(Region outline entries)
%%
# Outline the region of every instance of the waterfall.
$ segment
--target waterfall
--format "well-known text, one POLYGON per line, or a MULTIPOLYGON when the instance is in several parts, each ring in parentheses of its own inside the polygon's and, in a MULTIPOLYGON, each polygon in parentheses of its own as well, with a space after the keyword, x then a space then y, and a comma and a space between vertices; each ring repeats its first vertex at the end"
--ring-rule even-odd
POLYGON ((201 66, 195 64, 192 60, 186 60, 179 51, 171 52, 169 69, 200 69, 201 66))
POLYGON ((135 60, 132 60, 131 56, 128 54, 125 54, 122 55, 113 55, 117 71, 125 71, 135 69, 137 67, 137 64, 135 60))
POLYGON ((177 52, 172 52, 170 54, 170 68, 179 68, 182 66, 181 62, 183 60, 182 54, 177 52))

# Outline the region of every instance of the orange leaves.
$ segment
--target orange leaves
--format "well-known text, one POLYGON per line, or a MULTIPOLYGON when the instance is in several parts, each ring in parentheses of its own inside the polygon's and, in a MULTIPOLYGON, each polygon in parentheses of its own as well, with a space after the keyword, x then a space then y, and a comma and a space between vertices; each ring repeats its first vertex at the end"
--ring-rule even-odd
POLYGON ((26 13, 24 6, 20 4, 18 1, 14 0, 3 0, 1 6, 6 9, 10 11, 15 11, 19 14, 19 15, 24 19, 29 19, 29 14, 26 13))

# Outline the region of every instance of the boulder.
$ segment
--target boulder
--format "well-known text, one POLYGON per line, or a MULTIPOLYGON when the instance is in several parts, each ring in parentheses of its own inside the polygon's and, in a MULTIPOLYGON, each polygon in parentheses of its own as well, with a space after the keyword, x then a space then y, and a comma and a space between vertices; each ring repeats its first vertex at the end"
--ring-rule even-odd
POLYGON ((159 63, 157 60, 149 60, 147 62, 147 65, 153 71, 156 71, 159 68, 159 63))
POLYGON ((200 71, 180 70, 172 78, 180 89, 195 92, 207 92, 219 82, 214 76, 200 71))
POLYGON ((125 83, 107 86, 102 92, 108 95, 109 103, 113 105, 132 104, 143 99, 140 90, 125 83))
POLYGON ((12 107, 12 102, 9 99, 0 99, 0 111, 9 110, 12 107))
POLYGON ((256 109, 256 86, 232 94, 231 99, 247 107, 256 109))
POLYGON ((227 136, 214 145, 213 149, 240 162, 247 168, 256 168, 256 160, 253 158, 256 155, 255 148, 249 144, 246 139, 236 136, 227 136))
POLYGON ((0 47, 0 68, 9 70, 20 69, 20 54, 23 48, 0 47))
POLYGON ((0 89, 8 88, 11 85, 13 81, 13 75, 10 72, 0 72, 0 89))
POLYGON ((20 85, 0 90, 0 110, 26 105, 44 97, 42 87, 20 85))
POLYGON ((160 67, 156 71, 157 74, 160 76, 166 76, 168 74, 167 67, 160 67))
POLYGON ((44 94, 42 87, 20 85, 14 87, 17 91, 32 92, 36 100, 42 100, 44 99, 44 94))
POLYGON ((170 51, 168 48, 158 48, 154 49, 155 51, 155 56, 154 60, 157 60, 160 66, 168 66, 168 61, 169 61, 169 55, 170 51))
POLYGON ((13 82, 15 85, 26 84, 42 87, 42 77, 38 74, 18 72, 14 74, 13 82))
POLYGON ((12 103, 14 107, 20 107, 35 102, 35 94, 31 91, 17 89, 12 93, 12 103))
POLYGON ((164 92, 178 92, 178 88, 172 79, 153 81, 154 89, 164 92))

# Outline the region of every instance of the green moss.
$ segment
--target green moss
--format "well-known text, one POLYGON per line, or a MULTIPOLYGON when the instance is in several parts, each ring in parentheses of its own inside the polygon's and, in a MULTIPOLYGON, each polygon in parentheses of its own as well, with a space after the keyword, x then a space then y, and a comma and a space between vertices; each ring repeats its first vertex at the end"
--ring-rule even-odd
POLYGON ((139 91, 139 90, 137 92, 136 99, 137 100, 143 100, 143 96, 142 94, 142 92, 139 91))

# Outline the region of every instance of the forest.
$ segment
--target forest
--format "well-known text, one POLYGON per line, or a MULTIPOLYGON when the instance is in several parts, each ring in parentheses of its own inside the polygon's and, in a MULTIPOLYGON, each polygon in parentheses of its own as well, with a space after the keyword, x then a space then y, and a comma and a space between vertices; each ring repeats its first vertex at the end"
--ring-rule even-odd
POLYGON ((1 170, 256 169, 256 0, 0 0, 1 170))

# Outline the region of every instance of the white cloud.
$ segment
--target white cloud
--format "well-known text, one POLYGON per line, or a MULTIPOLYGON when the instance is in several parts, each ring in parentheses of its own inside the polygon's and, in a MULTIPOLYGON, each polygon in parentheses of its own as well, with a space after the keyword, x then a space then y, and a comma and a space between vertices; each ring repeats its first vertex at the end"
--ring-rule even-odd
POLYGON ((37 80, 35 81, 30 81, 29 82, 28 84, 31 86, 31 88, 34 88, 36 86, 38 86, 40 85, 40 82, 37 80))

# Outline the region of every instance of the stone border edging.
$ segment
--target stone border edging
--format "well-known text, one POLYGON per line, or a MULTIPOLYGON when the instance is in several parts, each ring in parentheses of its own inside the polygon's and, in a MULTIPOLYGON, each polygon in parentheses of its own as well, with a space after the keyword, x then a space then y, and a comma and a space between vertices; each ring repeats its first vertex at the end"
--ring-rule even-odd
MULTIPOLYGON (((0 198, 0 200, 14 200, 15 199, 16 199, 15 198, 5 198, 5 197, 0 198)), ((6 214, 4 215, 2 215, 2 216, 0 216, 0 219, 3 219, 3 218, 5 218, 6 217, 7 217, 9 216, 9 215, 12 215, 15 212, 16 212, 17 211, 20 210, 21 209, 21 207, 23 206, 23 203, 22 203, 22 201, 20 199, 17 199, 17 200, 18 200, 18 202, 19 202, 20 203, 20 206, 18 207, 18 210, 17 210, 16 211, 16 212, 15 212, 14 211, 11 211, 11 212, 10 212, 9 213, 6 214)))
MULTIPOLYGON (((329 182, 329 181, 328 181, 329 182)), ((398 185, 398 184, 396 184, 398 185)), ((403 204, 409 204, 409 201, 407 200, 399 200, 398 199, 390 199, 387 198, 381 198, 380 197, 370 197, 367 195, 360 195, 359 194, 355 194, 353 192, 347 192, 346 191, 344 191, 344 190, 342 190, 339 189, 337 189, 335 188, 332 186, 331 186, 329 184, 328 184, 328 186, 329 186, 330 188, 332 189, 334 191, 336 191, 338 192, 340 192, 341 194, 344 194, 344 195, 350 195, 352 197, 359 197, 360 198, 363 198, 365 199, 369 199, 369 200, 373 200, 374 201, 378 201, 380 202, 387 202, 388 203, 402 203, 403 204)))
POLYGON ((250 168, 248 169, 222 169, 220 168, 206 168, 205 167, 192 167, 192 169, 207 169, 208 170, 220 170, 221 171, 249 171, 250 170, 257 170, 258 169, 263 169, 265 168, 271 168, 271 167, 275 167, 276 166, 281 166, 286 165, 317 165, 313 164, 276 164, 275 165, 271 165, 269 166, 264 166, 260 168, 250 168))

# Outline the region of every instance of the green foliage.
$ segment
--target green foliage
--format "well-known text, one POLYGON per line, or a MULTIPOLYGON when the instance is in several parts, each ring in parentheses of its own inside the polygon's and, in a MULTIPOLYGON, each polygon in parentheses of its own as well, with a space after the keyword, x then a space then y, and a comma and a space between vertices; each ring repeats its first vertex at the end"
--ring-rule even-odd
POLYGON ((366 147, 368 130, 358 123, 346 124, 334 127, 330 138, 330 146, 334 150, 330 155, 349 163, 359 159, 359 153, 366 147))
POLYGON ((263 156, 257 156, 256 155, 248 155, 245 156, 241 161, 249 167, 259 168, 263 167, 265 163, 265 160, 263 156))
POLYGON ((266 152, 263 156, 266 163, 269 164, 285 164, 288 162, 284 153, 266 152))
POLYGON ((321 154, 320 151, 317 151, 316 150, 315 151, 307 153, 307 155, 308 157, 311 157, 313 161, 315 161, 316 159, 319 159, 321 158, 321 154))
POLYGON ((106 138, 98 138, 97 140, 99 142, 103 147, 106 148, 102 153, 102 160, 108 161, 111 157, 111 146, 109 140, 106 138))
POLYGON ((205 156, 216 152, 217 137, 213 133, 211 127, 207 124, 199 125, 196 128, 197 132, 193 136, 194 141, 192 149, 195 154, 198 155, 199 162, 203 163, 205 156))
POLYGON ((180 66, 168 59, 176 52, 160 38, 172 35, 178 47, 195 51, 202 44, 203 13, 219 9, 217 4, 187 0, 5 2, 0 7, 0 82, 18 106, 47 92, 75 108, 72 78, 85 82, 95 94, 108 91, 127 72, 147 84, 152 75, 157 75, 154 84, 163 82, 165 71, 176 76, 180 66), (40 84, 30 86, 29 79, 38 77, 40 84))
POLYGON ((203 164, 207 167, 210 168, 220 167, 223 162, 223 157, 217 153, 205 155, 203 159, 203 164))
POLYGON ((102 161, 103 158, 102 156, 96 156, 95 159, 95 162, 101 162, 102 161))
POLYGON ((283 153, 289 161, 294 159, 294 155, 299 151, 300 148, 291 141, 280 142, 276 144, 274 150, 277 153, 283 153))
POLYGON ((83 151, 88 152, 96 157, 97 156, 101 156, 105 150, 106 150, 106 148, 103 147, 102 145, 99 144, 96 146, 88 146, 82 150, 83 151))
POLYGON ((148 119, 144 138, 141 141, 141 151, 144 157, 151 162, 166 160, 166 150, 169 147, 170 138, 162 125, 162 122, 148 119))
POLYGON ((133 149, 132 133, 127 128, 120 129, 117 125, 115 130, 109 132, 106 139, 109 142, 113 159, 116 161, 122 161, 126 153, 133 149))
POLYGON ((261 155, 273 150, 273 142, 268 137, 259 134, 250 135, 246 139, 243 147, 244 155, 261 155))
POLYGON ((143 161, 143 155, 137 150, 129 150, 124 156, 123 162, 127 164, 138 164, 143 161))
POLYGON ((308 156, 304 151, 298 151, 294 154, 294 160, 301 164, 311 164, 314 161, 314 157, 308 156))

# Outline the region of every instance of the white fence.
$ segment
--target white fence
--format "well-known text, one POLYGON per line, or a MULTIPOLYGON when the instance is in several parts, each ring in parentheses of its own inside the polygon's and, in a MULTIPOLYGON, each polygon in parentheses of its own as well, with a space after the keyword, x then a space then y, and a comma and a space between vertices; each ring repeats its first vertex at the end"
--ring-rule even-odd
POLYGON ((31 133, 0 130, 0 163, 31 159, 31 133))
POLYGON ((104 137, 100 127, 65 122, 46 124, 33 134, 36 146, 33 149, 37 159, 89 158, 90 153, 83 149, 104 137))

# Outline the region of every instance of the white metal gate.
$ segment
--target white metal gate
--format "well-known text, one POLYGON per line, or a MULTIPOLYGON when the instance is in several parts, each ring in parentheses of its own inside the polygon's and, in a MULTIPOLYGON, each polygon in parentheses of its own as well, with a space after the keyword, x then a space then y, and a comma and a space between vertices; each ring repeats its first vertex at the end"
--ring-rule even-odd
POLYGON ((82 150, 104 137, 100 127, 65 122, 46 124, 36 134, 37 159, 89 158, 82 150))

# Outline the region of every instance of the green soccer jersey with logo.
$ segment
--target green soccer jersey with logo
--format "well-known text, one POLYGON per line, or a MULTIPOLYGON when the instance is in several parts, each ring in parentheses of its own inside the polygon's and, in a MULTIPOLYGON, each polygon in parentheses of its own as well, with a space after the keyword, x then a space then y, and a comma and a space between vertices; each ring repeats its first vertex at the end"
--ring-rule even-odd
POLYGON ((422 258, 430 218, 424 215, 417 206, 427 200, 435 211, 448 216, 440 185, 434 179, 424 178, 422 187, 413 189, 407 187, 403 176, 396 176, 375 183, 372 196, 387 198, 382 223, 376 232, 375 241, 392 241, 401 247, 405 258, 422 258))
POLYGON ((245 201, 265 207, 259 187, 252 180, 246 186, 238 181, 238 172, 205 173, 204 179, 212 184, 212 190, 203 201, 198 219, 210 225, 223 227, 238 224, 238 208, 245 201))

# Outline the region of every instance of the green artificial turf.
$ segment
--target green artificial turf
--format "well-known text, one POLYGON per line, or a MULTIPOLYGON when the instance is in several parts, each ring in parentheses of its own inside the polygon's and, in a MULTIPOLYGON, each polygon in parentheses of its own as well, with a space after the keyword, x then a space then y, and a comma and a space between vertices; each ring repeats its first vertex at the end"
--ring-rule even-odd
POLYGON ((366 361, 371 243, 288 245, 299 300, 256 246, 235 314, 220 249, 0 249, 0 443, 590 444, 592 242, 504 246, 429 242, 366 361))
%%
Work instructions:
Copy out the stretch of the data above from the line containing "# Outline the region of every instance of the forest." through the line containing "--target forest", with both of those lines included.

Expected answer:
# Outline the region of every instance of the forest.
$ segment
--target forest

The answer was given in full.